=== Begin Enclosure ===
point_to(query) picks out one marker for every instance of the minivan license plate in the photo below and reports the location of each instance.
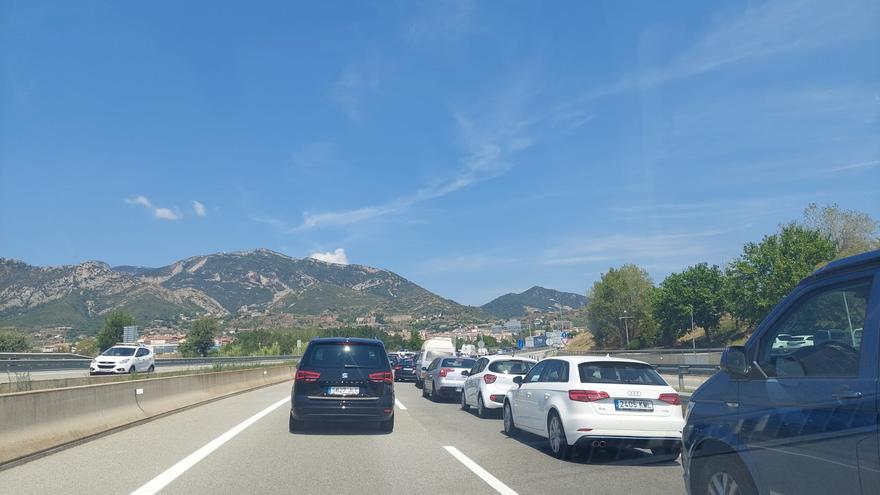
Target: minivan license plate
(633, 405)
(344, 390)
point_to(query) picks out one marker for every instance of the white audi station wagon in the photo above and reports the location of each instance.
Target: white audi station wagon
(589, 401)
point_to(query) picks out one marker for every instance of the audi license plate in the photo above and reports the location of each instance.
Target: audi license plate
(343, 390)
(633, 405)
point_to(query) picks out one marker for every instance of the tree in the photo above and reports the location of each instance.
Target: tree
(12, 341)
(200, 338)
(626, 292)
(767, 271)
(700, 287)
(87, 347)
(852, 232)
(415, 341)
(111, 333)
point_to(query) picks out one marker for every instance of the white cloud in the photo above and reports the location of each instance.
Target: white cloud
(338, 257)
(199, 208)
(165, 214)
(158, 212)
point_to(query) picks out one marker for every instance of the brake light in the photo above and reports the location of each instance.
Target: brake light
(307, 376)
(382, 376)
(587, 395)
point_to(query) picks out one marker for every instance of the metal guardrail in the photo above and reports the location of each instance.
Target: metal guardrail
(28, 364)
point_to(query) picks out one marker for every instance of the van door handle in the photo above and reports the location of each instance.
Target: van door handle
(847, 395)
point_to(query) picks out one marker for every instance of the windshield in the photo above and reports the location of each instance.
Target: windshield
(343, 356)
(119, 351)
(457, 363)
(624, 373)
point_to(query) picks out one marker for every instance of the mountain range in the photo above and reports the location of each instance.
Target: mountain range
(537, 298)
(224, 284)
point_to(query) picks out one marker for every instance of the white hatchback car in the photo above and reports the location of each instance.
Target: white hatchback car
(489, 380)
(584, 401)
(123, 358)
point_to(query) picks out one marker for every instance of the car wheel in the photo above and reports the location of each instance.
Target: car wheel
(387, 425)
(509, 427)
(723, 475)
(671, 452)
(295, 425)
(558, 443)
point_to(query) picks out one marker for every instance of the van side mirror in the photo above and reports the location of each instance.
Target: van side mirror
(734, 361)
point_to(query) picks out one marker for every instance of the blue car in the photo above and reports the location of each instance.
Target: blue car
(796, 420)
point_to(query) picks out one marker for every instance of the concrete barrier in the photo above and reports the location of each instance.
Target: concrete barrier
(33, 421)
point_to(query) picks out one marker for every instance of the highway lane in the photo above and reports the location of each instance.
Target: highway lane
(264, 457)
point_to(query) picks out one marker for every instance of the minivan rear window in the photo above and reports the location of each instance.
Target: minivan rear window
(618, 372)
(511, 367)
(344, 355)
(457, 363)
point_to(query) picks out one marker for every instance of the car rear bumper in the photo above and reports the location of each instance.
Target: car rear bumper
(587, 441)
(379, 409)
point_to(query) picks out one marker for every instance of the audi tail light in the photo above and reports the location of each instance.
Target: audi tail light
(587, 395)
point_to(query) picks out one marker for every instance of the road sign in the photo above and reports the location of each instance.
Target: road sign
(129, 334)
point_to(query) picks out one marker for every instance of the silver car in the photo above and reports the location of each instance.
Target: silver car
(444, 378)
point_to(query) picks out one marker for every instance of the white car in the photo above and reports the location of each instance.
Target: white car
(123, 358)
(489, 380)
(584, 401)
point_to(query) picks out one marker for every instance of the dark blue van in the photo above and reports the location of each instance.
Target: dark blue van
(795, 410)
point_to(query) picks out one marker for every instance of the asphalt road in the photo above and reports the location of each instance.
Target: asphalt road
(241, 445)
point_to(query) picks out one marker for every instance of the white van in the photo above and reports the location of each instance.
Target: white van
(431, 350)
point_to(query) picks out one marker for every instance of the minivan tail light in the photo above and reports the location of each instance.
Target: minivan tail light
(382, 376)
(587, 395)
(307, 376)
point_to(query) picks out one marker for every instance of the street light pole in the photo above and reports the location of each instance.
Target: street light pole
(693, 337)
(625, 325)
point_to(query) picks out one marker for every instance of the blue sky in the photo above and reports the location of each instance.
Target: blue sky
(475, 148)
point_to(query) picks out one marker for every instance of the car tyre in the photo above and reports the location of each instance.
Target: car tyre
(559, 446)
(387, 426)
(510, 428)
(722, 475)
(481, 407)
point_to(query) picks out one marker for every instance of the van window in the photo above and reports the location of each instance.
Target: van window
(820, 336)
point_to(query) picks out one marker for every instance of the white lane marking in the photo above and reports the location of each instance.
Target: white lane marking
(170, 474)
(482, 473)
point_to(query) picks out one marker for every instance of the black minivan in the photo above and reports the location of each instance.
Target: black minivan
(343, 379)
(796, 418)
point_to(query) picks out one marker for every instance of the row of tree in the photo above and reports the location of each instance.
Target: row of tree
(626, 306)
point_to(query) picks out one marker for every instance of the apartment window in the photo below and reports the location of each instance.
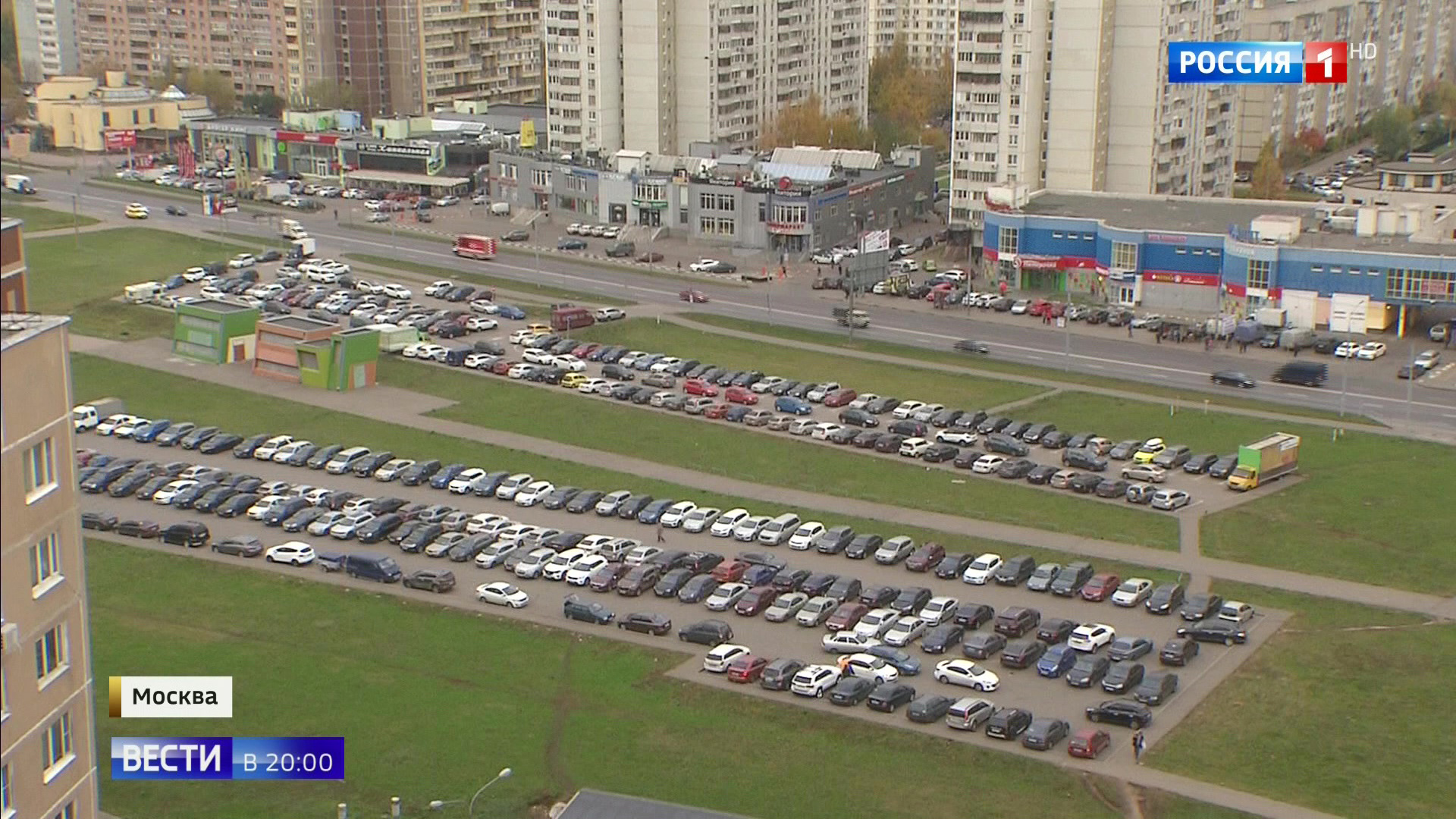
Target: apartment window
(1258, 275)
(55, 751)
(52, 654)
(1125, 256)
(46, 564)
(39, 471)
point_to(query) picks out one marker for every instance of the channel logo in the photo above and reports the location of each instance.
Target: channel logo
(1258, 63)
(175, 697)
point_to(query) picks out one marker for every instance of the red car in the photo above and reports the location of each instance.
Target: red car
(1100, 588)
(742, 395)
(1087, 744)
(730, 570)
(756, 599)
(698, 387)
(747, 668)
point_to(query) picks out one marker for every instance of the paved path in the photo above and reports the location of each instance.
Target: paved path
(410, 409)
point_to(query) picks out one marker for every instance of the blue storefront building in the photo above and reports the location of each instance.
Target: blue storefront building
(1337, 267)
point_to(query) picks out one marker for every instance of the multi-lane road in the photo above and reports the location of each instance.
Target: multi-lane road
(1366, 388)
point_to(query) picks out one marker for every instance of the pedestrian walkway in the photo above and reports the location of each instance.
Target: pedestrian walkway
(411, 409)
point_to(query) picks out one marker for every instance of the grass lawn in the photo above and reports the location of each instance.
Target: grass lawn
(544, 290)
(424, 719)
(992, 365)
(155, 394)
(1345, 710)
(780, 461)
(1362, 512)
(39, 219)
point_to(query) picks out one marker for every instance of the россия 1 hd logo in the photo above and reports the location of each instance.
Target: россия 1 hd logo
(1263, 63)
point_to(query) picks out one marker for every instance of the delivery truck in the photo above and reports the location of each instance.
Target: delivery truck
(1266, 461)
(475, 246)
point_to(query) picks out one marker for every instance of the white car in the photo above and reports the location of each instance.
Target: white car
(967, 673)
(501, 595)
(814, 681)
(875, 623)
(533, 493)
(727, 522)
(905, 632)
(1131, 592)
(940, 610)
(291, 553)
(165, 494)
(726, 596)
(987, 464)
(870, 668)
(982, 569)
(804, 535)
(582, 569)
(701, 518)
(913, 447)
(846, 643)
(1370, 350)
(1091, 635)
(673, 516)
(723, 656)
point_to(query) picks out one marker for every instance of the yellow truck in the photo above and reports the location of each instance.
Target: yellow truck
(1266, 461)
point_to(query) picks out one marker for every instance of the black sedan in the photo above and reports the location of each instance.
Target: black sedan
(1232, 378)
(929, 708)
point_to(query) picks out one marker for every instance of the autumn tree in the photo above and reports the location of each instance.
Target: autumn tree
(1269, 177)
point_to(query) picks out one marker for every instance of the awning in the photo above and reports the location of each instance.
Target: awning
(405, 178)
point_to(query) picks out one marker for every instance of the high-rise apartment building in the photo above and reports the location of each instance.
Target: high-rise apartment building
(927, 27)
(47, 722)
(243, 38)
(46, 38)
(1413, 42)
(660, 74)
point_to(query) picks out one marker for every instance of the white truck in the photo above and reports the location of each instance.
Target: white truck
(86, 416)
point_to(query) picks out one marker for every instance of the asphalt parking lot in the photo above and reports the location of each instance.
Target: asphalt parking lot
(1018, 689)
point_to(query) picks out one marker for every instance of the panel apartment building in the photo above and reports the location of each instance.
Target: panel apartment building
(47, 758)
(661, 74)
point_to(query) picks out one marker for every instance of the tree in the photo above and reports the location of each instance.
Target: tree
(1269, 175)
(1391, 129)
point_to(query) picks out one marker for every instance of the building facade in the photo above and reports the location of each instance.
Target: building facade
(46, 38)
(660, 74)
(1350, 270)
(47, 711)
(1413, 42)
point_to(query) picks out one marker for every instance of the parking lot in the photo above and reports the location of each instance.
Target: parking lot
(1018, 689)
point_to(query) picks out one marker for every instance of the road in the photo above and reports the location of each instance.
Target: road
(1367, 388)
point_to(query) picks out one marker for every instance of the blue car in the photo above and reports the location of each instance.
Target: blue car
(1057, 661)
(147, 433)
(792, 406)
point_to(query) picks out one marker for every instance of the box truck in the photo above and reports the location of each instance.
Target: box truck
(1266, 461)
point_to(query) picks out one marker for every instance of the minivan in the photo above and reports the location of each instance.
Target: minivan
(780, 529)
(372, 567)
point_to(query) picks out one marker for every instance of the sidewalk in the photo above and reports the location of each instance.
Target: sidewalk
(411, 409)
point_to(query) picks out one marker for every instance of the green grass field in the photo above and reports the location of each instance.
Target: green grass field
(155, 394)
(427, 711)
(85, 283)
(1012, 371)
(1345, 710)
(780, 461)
=== End Enclosure ===
### Task item
Lines from the start of the listing above through the line holding "of the brake" are to be duplicated exactly, and nothing more; leave out the pictures.

### Output
point_to(query) picks out one marker for every instance of the minivan license plate in the photo below and reports the location of each instance.
Target: minivan license plate
(633, 405)
(344, 390)
point_to(query) picks out one marker for every instance of the white audi station wagon in the photo above and reports the location of each instance.
Target: white audi station wagon
(589, 401)
point_to(query) picks out one marker for every instance of the audi license plate in the photo above and reports the location of each instance.
Target: audi license plate
(343, 390)
(633, 405)
point_to(query) picks out one marker for every instance of the tree in the photo above and reports the location of each instance.
Target: tree
(12, 341)
(200, 338)
(626, 292)
(767, 271)
(700, 287)
(87, 347)
(852, 232)
(415, 341)
(111, 333)
point_to(query) picks out one marker for every instance of the white cloud in the photo above and reports the location of each instance.
Target: white cloud
(338, 257)
(199, 208)
(165, 214)
(158, 212)
point_to(query) picks out one marker for every instance of the brake light in the photo above and reports the location of each instance.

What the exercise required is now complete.